» **Task statement**: Rewrite every line of the items below as a Markdown table with two columns, Number and Text. Give each line its own row with a running row number in Number and the line in Text, and leave out blank lines.

» **Material provided**:
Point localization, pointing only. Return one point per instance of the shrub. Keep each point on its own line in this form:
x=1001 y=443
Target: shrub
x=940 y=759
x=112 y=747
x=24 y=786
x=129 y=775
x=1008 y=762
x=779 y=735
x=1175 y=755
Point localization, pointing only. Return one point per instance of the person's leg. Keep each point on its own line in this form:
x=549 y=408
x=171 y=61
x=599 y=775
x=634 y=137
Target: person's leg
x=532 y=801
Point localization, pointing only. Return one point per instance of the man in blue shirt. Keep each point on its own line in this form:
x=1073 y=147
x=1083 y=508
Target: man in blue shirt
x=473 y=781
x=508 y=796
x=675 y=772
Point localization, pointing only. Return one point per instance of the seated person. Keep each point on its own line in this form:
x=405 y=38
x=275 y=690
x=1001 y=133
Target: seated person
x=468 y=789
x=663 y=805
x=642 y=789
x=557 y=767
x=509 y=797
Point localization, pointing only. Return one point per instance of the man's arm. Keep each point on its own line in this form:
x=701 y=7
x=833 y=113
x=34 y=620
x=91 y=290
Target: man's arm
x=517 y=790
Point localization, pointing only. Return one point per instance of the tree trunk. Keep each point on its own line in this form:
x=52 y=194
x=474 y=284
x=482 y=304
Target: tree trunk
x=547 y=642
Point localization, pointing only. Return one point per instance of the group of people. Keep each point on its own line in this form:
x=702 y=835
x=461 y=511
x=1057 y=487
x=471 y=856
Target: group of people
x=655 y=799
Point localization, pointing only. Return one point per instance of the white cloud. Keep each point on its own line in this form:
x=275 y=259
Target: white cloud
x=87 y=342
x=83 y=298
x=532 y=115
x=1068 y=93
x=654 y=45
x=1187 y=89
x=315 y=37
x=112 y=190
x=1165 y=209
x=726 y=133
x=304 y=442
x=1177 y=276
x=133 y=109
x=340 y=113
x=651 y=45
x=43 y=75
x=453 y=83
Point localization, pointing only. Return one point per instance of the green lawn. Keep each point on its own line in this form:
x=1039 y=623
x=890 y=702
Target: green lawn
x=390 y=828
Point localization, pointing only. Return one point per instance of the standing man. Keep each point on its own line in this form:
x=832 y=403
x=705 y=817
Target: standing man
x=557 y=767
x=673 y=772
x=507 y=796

» **Final result**:
| Number | Text |
|---|---|
| 1 | Point localization, pointing only. Return one point per instance of the shrub. Keep each point on its own line in this form: |
| 2 | x=1001 y=443 |
| 3 | Target: shrub |
| 4 | x=940 y=759 |
| 5 | x=112 y=747 |
| 6 | x=24 y=786 |
| 7 | x=129 y=775 |
| 8 | x=1008 y=762 |
| 9 | x=779 y=735 |
| 10 | x=1175 y=755 |
| 11 | Point localization, pointing only. Return one point per instance of the person's leg. Keep each point on its own line in this form: |
| 12 | x=549 y=408 |
| 13 | x=171 y=61 |
| 14 | x=599 y=775 |
| 15 | x=634 y=137 |
| 16 | Target: person's leg |
| 17 | x=532 y=801 |
| 18 | Point localization, pointing only. Return one point per instance of the man in blue shirt. Keep each point on its own line in this form: |
| 19 | x=1073 y=147 |
| 20 | x=1083 y=508 |
| 21 | Target: man in blue shirt |
| 22 | x=473 y=781 |
| 23 | x=508 y=796 |
| 24 | x=675 y=772 |
| 25 | Point localization, pointing only. Return one point per instance of the seated person. Keep each point on its own line in this form: |
| 26 | x=405 y=38 |
| 27 | x=275 y=690 |
| 28 | x=1001 y=133 |
| 29 | Target: seated person |
| 30 | x=468 y=789 |
| 31 | x=663 y=805 |
| 32 | x=642 y=789 |
| 33 | x=557 y=767 |
| 34 | x=509 y=797 |
| 35 | Point localization, pointing only. Return one point per instance of the man's arm. Keep each point on its own line in this form: |
| 36 | x=701 y=7 |
| 37 | x=833 y=113 |
| 38 | x=34 y=620 |
| 39 | x=91 y=290 |
| 40 | Target: man's arm |
| 41 | x=517 y=790 |
| 42 | Point localization, pointing only. Return one point per instance of the tree trunk. Keep each point on its own line in this form: |
| 43 | x=52 y=194 |
| 44 | x=474 y=284 |
| 45 | x=482 y=304 |
| 46 | Target: tree trunk |
| 47 | x=547 y=642 |
| 48 | Point localization, pointing only. Return one point per instance of the group of people. Keep each point on its own line in this form: |
| 49 | x=702 y=835 |
| 50 | x=461 y=511 |
| 51 | x=1057 y=487 |
| 52 | x=471 y=856 |
| 53 | Target: group of people |
| 54 | x=655 y=799 |
| 55 | Point localization, pointing only. Return one point per instance of the white cloud. Keep each point on its own line in this form: |
| 56 | x=275 y=259 |
| 57 | Target: white cloud |
| 58 | x=87 y=342 |
| 59 | x=83 y=298 |
| 60 | x=532 y=115 |
| 61 | x=1068 y=93 |
| 62 | x=654 y=45 |
| 63 | x=1187 y=89 |
| 64 | x=315 y=37 |
| 65 | x=112 y=190 |
| 66 | x=1165 y=209 |
| 67 | x=726 y=133 |
| 68 | x=304 y=442 |
| 69 | x=1177 y=276 |
| 70 | x=133 y=109 |
| 71 | x=340 y=113 |
| 72 | x=651 y=45 |
| 73 | x=43 y=75 |
| 74 | x=453 y=83 |
| 75 | Point localization, pointing only. Return one point per instance of the green lawn. Keep each point on its own line in this form: |
| 76 | x=1039 y=623 |
| 77 | x=890 y=702 |
| 78 | Target: green lawn |
| 79 | x=390 y=828 |
| 80 | Point localization, pointing only. Return one point per instance of the standing man. Keep each point on its own line in this form: |
| 81 | x=832 y=403 |
| 82 | x=705 y=817 |
| 83 | Target: standing man |
| 84 | x=557 y=767 |
| 85 | x=673 y=772 |
| 86 | x=507 y=796 |